— start —
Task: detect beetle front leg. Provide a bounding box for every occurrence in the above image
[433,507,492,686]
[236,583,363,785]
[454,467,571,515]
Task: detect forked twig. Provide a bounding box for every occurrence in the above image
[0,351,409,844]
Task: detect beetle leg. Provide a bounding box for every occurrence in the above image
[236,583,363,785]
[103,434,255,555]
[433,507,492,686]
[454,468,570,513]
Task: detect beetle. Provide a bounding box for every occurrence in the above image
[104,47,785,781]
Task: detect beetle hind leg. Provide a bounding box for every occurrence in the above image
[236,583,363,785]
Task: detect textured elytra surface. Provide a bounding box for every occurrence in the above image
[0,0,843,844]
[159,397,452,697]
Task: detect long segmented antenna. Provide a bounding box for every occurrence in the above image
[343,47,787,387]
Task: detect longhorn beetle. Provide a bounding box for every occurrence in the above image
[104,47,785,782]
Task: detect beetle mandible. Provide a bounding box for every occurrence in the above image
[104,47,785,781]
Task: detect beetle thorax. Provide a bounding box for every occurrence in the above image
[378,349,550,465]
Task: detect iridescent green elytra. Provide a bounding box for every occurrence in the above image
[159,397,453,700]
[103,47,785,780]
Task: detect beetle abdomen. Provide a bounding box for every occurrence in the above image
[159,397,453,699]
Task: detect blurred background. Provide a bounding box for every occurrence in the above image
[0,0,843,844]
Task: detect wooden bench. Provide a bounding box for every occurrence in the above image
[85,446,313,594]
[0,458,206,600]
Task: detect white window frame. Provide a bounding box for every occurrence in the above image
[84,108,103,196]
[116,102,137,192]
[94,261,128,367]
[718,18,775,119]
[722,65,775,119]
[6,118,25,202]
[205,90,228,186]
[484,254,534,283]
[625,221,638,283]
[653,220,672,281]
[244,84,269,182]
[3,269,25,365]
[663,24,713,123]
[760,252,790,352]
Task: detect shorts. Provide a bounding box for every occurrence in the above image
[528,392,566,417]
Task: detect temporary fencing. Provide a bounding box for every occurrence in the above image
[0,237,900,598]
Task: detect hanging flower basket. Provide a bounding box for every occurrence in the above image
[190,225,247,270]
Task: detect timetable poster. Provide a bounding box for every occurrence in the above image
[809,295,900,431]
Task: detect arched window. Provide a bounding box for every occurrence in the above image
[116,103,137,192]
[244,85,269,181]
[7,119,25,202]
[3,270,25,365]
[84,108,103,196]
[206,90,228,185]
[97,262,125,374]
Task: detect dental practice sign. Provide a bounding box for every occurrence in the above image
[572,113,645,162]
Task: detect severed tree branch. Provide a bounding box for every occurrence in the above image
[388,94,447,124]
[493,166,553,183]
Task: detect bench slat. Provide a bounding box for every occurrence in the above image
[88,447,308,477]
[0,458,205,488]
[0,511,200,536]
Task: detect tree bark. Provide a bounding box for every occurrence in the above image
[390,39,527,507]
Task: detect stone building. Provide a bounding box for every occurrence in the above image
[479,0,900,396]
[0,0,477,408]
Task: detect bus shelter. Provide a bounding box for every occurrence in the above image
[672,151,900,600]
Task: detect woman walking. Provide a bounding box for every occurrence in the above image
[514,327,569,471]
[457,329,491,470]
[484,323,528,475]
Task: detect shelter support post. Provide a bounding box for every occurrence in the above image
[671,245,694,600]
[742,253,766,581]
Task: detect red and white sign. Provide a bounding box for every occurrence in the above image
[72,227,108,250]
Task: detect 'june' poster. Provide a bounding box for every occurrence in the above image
— end —
**Written problem**. Please turn the entries above into a numbered list, omitting any blank lines.

**Exercise solution**.
1. Task: detect beetle front leg. Provide a bounding box for every occurrence in the above image
2. [433,507,492,686]
3. [236,583,363,785]
4. [454,467,571,515]
5. Task: detect forked twig. Provide a bounding box for every occurrence in the above image
6. [0,351,409,844]
7. Task: detect beetle leg. Provide a bounding box for every occurrence in the above image
8. [236,583,363,785]
9. [103,434,255,555]
10. [433,507,492,686]
11. [454,468,570,513]
12. Task: detect beetle. Provide a bounding box for every occurrence in the above image
13. [104,47,785,781]
14. Task: detect beetle hind leg. Provide a bounding box for every occurrence in the above image
15. [236,583,363,785]
16. Task: detect textured elytra surface. Provide a bounding box for every occurrence in the above image
17. [0,0,843,844]
18. [159,397,452,697]
19. Task: detect long segmented antenna. Provide a bounding box for every occurrence in the above image
20. [343,47,787,387]
21. Task: detect longhorn beetle. Provide a bounding box for every occurrence in the above image
22. [104,47,785,782]
23. Task: detect beetle mandible. Provide a bounding box for every occurrence in the above image
24. [104,47,785,781]
25. Task: detect beetle thorax. Provide a bounding box for every occurrence in the above image
26. [378,349,550,465]
27. Task: detect iridescent green elytra. Provide a bounding box for every occurrence in the above image
28. [159,397,453,700]
29. [103,47,785,780]
30. Task: detect beetle abdomen. Provide a bounding box for every occurrence in the above image
31. [159,397,453,699]
32. Task: detect blurred background. Provide a bounding box for every occurrence in the above image
33. [0,0,843,844]
34. Task: detect wooden bench. Provide a bounding box for every occurrence in the above image
35. [85,446,313,594]
36. [0,458,206,600]
37. Task: detect white window frame. Provide a bounding box for every occurrence in the above image
38. [84,108,103,196]
39. [116,102,137,192]
40. [94,261,128,367]
41. [718,18,775,119]
42. [722,65,775,119]
43. [6,118,25,202]
44. [205,90,228,186]
45. [484,254,534,283]
46. [625,221,638,283]
47. [653,220,672,281]
48. [244,84,269,182]
49. [3,269,25,365]
50. [663,24,713,123]
51. [760,252,790,352]
52. Task: detect shorts. Provide a bounding box for every occurrence in the above image
53. [528,392,566,417]
54. Task: detect temporary fencing. Provide a bounding box for every occurrence in the above image
55. [0,237,900,598]
56. Task: detect hanging flower basket. Provide a bounding box for every occurrence in the above image
57. [190,225,247,270]
58. Task: detect timetable poster. Provide a bounding box for every occurrence in the above image
59. [809,295,900,431]
60. Task: detect arched window. Provide a bounding box for every occurrence in the above image
61. [116,103,137,192]
62. [244,85,269,181]
63. [7,119,25,202]
64. [3,270,25,365]
65. [84,108,103,196]
66. [206,90,228,185]
67. [97,262,125,374]
68. Task: detect dental practice sign. Provide a bounding box for every occurrence in the above image
69. [572,113,645,162]
70. Task: detect severed tree branch. Provide a bounding box for every occurrence in the above image
71. [388,94,447,124]
72. [493,166,553,183]
73. Task: detect bench slat. Provide a bounding box for every occurrence in the above image
74. [88,447,308,477]
75. [0,458,205,488]
76. [0,511,200,536]
77. Task: detect tree bark. Provide a bounding box for every occurrence in the above image
78. [390,39,527,507]
79. Task: detect stone building. Provide a bounding box for every occurrence in the above image
80. [479,0,900,396]
81. [0,0,477,408]
82. Task: detect bus shelter. Provide a bounding box for every occurrence in the above image
83. [672,151,900,600]
84. Task: detect woman walking. Provide a bounding box for every occurrence in the above image
85. [514,327,569,471]
86. [457,329,491,470]
87. [484,323,528,475]
88. Task: detect shelter support post. Provide a bounding box for every occurrence in the above image
89. [671,245,694,600]
90. [742,253,766,581]
91. Task: detect red and white sign. Provide a bounding box for every occurrence in the above image
92. [72,227,108,250]
93. Task: detect 'june' poster. Provide a bounding box for every occurrence in the above image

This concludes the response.